* _DATA EXTRACT_
§
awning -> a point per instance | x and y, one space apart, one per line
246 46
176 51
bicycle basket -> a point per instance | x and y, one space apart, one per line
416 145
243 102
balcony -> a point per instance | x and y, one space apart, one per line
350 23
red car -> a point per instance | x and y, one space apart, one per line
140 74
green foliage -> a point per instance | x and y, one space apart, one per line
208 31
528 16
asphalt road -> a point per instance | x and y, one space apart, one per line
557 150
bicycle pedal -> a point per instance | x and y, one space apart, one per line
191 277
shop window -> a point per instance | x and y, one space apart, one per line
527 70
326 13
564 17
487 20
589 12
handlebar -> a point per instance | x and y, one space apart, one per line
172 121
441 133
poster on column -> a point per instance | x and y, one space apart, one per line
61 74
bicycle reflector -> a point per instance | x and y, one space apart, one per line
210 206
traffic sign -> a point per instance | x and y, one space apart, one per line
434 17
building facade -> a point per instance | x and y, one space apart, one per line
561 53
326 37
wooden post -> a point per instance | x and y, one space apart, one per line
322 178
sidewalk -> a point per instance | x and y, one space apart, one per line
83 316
§
* _EXERCISE GOAL_
Each record is to be retyped exactly as it appears.

* _EXPECTED ANSWER_
awning -> a point per instance | x and y, one space apart, one per line
246 46
176 51
bicycle basket -> a point per instance | x and y, one space apart, one per line
416 145
243 102
balcony -> a point per instance | x and y, one space apart, one per line
350 23
red car -> a point per instance | x and y, one space apart, one per line
140 74
green foliage -> a point per instance | x and y, one space apart, one per line
208 31
528 16
asphalt road -> a point per instance | x and y, one space apart, one per line
557 150
bicycle pedal -> a point per instance | x and y, one space apart, one per line
191 277
shop window -> a point per instance | x and y, one space apart, one per line
527 70
326 13
564 17
487 20
589 12
handlebar -> a point per instance | x and y, one space apart, one per line
172 121
441 133
poster on column -> a point per instance | x and y, one space apart, one per line
61 74
bicycle reflector -> a point per instance | x and y, one space apart, one per line
210 206
traffic sign -> a point per instance | x and y, one space apart, one per line
434 17
building facade -> a point per instance | x and y, one space apart, one per line
561 53
326 37
wooden post -> a point per instance | x and y, one space apart, one per line
322 178
sidewalk -> a point per instance | x and y, one space apart, one per line
83 316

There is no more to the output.